Could you rewrite every row below, putting "rectangles" wherever "bounding boxes" appears and keeping everything else the same?

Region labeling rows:
--------

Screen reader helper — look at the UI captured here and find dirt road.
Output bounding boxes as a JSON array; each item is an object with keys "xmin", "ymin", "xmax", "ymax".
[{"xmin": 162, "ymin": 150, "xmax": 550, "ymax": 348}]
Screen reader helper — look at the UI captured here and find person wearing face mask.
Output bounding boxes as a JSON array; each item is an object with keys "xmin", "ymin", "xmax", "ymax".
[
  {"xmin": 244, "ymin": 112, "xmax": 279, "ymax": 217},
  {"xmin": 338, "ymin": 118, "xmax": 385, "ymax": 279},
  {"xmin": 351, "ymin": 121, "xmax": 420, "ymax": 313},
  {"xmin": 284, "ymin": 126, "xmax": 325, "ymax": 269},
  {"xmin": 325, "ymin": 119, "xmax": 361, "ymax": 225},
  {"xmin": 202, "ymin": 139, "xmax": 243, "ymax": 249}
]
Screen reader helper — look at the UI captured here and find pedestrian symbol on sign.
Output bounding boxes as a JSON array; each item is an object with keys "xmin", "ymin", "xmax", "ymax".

--------

THE COMPLETED TASK -
Screen reader helper — look at the UI captured here and find dirt road.
Output rectangles as a JSON array; each item is an object with keys "xmin", "ymin", "xmax", "ymax".
[{"xmin": 162, "ymin": 150, "xmax": 550, "ymax": 348}]
Screen reader helper — look at the UI captured here and find person wearing face mask.
Output rectangles as a JSON array; each item is an object with keys "xmin", "ymin", "xmax", "ymax".
[
  {"xmin": 244, "ymin": 112, "xmax": 279, "ymax": 217},
  {"xmin": 338, "ymin": 118, "xmax": 385, "ymax": 279},
  {"xmin": 351, "ymin": 121, "xmax": 420, "ymax": 313},
  {"xmin": 284, "ymin": 126, "xmax": 325, "ymax": 269},
  {"xmin": 325, "ymin": 119, "xmax": 361, "ymax": 225},
  {"xmin": 202, "ymin": 139, "xmax": 243, "ymax": 249}
]
Screen reader helper — look at the UI captured here and find pedestrian symbol on sign.
Output rectangles as a JSON array; each item is an object with keys "xmin", "ymin", "xmax", "ymax".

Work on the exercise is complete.